→ **RAW DATA**:
_ _ _
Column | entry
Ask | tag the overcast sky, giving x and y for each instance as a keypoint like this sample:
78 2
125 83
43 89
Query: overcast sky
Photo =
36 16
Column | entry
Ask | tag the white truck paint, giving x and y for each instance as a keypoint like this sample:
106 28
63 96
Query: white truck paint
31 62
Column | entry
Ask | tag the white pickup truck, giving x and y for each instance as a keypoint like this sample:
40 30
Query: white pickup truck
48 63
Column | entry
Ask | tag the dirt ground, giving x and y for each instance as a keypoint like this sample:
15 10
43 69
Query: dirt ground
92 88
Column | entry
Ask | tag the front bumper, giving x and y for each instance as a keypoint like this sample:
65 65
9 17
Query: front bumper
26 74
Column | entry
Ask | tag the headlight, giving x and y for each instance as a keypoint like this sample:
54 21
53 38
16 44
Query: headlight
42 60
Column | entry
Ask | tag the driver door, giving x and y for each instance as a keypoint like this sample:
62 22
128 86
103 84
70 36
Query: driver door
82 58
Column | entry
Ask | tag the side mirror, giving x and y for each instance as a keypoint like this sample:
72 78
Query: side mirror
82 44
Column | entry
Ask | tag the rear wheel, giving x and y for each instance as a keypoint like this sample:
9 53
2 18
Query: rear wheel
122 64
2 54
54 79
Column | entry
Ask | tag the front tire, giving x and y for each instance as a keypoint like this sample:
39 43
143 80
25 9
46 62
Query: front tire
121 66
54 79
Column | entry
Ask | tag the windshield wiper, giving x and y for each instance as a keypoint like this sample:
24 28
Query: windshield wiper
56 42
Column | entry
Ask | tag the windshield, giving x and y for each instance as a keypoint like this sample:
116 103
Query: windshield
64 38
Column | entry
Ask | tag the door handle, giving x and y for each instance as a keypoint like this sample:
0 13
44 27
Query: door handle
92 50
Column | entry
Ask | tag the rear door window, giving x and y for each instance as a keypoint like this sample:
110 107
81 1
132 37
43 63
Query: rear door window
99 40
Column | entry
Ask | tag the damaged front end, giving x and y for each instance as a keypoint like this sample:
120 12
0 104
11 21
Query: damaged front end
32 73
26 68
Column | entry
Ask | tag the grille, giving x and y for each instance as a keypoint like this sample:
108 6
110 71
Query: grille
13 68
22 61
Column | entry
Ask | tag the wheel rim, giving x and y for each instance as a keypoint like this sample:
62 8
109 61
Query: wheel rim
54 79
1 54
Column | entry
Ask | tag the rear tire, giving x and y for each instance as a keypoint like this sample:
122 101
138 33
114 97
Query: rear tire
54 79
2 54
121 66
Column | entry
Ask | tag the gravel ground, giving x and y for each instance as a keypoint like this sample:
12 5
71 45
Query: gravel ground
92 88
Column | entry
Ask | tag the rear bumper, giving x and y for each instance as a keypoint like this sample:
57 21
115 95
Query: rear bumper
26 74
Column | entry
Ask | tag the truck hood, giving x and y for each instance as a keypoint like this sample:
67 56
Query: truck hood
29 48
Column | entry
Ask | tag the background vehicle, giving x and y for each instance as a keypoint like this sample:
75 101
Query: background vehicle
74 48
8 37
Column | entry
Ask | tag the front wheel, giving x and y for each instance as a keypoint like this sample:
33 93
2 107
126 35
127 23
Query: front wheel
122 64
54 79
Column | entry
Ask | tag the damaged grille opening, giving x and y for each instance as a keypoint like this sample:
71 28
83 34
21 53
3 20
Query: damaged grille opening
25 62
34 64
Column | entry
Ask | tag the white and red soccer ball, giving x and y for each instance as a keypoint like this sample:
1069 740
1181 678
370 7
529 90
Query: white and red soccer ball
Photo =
_ _ _
→ **EXERCISE INSTRUCTIONS**: An exact, line-for-line copy is required: from the line containing "Ask | tag the gravel" through the final line of the listing above, both included, with nothing else.

→ **RESPONSE TO THIS EXERCISE**:
Ask | tag the gravel ground, giving x and y for each instance as a keypoint like this sample:
12 5
71 45
Query: gravel ground
92 88
Column | entry
Ask | tag the rear bumper, giving x and y for each instance as a keypoint like this sample:
57 21
115 95
Query: rear bumper
26 74
Column | entry
Ask | tag the truck hood, giving x and y for each instance as a keypoint like this sample:
67 56
Query: truck hood
29 48
Column | entry
Ask | tag the background vehicle, giving x and y for each instance as a keypoint like this sample:
75 101
Query: background vehicle
74 48
8 37
Column | entry
Ask | tag the front wheel, giving x and y for each instance as a keypoint like this sample:
33 93
2 107
126 35
127 23
Query: front wheel
122 64
54 79
Column | entry
Ask | tag the damaged grille opening, giving x and y for each instance as a keypoint like this sample:
71 28
83 34
21 53
3 20
Query: damaged grille opening
25 62
34 64
Column | entry
Ask | tag the white and red soccer ball, giving x and y for each instance as a keypoint like this sample:
1069 740
1181 678
370 7
529 90
Query: white and red soccer ball
Photo =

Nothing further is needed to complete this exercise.